Improve pretty printing of types and fix list tail

Author: josevalim

lib/elixir/lib/module/types/apply.ex

@@ -218,7 +218,11 @@ defmodule Module.Types.Apply do
         {:erlang, :trunc, [{[union(integer(), float())], integer()}]},
 
         # TODO: Replace term()/dynamic() by parametric types
-        {:erlang, :++, [{[list(term()), term()], dynamic(list(term(), term()))}]},
+        {:erlang, :++,
+         [
+           {[empty_list(), term()], dynamic(term())},
+           {[non_empty_list(term()), term()], dynamic(non_empty_list(term(), term()))}
+         ]},
         {:erlang, :--, [{[list(term()), list(term())], dynamic(list(term()))}]},
         {:erlang, :andalso, [{[boolean(), term()], dynamic()}]},
         {:erlang, :delete_element, [{[integer(), open_tuple([])], dynamic(open_tuple([]))}]},

lib/elixir/lib/module/types/descr.ex

@@ -40,6 +40,7 @@ defmodule Module.Types.Descr do
   }
   @empty_list %{bitmap: @bit_empty_list}
   @not_non_empty_list Map.delete(@term, :list)
+  @not_list Map.replace!(@not_non_empty_list, :bitmap, @bit_top - @bit_empty_list)
 
   @empty_intersection [0, @none]
   @empty_difference [0, []]
@@ -69,7 +70,7 @@ defmodule Module.Types.Descr do
   def integer(), do: %{bitmap: @bit_integer}
   def float(), do: %{bitmap: @bit_float}
   def fun(), do: %{bitmap: @bit_fun}
-  def list(type, tail \\ @empty_list), do: list_descr(type, tail, true)
+  def list(type), do: list_descr(type, @empty_list, true)
   def non_empty_list(type, tail \\ @empty_list), do: list_descr(type, tail, false)
   def open_map(), do: %{map: @map_top}
   def open_map(pairs), do: map_descr(:open, pairs)
@@ -391,11 +392,7 @@ defmodule Module.Types.Descr do
         case descr do
           %{list: list, bitmap: bitmap} when (bitmap &&& @bit_empty_list) != 0 ->
             descr = descr |> Map.delete(:list) |> Map.replace!(:bitmap, bitmap - @bit_empty_list)

GOALS:
1. Answer these questions about the Elixir commit diff:
(a) Who is listed as the author?
(b) In apply.ex, what return type does the new `:++` entry give when the first argument is `empty_list()`?
(c) In descr.ex, which module attribute does the new one-argument `list` function pass as the tail to `list_descr`?
2. Pick up the Elixir commit diff at its last line and continue it.

PROVIDED RECORDS:
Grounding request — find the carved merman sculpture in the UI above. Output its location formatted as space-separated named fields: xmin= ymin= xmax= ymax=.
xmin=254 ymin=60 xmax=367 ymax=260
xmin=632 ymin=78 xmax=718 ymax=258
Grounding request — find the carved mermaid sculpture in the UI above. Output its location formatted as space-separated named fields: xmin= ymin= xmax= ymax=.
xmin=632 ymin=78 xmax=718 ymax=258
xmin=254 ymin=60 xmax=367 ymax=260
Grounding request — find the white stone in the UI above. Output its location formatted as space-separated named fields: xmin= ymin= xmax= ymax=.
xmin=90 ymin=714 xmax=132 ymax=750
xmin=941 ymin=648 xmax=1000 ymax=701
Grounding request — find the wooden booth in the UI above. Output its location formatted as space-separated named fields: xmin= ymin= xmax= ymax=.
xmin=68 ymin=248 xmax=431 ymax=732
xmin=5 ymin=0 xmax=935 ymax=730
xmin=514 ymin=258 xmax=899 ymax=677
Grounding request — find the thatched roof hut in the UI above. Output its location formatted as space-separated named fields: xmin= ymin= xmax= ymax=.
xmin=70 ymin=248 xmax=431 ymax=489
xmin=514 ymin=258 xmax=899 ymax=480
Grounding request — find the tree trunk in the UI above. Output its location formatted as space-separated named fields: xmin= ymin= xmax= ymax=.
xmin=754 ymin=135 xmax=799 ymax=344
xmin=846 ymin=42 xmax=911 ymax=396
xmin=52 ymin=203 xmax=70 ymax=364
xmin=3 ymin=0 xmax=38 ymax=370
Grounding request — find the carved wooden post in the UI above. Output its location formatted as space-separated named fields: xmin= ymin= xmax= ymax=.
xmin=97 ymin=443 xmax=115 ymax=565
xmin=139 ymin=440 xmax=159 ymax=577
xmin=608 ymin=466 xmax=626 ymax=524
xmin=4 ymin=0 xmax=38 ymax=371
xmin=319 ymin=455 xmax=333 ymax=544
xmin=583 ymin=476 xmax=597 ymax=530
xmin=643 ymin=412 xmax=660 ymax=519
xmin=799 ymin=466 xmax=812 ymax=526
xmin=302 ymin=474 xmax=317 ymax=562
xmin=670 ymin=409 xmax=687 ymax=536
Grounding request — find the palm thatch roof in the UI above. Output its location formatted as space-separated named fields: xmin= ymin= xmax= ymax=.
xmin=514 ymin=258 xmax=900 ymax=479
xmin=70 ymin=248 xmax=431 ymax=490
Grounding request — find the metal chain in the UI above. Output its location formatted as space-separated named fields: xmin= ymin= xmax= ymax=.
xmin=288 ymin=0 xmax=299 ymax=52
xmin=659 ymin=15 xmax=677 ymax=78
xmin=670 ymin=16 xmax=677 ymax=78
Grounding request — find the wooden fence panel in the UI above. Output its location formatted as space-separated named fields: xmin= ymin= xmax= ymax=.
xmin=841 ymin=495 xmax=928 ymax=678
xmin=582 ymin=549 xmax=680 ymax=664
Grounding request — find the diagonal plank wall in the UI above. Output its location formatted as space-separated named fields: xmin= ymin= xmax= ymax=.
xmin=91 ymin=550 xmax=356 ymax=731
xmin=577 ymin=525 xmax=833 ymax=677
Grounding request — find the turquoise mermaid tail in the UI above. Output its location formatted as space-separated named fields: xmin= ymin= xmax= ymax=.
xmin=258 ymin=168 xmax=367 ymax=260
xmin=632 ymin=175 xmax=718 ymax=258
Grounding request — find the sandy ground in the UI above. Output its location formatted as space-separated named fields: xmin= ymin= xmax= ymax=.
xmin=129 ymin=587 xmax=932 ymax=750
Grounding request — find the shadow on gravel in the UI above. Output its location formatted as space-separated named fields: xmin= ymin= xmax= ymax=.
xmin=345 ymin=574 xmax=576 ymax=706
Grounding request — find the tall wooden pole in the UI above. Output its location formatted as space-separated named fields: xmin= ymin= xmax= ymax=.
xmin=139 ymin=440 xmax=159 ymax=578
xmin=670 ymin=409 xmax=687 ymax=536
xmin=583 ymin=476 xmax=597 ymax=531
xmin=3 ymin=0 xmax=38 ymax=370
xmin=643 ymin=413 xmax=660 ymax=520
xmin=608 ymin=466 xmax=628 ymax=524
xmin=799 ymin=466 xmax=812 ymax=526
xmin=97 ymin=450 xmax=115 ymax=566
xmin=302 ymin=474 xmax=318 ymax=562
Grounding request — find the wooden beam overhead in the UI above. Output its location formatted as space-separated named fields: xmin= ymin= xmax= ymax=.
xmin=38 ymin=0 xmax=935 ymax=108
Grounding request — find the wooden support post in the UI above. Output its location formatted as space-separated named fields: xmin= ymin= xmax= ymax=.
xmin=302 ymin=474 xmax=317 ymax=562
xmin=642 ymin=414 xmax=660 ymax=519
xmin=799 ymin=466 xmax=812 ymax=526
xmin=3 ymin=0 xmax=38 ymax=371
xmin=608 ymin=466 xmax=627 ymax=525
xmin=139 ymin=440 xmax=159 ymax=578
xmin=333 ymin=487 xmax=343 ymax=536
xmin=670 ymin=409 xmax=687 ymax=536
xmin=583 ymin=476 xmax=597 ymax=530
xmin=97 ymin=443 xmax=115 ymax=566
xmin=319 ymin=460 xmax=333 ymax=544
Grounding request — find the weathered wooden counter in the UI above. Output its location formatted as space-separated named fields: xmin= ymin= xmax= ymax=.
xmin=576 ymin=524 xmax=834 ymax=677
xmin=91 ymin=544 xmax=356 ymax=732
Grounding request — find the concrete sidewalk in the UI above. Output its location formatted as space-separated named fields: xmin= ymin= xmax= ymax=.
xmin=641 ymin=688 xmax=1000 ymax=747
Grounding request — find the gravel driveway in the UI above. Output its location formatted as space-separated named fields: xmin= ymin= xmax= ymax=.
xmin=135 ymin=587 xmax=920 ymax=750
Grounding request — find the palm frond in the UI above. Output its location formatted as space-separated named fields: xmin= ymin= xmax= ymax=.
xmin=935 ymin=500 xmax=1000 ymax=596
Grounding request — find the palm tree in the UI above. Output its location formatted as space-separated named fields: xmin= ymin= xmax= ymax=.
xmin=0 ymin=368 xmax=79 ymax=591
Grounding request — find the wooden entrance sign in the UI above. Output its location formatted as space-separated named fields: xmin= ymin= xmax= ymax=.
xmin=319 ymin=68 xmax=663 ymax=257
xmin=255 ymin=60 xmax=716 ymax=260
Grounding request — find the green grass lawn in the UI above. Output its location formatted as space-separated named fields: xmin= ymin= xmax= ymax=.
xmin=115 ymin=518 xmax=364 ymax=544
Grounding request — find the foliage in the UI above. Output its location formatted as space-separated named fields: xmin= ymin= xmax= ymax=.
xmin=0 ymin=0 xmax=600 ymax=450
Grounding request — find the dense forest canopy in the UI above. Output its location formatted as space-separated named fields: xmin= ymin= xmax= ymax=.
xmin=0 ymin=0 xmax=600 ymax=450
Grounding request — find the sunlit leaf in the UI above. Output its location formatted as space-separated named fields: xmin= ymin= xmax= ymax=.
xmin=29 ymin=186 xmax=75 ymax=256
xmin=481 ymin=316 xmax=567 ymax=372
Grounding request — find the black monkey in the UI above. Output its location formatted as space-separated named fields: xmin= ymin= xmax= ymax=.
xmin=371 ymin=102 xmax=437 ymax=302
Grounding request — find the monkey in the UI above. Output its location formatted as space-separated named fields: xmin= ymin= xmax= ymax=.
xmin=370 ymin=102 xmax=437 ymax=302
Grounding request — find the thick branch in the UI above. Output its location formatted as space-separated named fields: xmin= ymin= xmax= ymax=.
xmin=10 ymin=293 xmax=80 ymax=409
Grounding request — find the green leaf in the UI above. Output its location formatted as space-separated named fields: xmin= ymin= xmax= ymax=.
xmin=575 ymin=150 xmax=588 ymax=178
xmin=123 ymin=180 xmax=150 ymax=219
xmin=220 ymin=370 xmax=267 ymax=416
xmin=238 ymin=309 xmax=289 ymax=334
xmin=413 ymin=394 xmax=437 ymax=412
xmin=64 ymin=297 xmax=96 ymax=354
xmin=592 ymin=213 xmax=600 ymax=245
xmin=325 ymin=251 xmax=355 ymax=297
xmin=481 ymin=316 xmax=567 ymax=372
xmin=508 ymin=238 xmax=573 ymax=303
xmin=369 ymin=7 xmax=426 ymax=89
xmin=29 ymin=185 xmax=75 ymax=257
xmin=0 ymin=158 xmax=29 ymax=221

ANSWERS TO THE TASKS:
1.
(a) josevalim
(b) `dynamic(term())`
(c) `@empty_list`

2.
-
-            case list_to_quoted(list, :list, opts) do
-              [] -> {[{:empty_list, [], []}], descr}
-              unions -> {unions, descr}
-            end
+            {list_to_quoted(list, true, opts), descr}
 
           %{} ->
             {[], descr}
@@ -418,7 +415,7 @@ defmodule Module.Types.Descr do
   defp to_quoted(:bitmap, val, _opts), do: bitmap_to_quoted(val)
   defp to_quoted(:dynamic, descr, opts), do: dynamic_to_quoted(descr, opts)
   defp to_quoted(:map, dnf, opts), do: map_to_quoted(dnf, opts)
-  defp to_quoted(:list, dnf, opts), do: list_to_quoted(dnf, :non_empty_list, opts)
+  defp to_quoted(:list, dnf, opts), do: list_to_quoted(dnf, false, opts)
   defp to_quoted(:tuple, dnf, opts), do: tuple_to_quoted(dnf, opts)
 
   @doc """
@@ -841,13 +838,17 @@ defmodule Module.Types.Descr do
 
   ## List
 
-  # Represents both list and improper list simultaneously using a pair {list_type, last_type}.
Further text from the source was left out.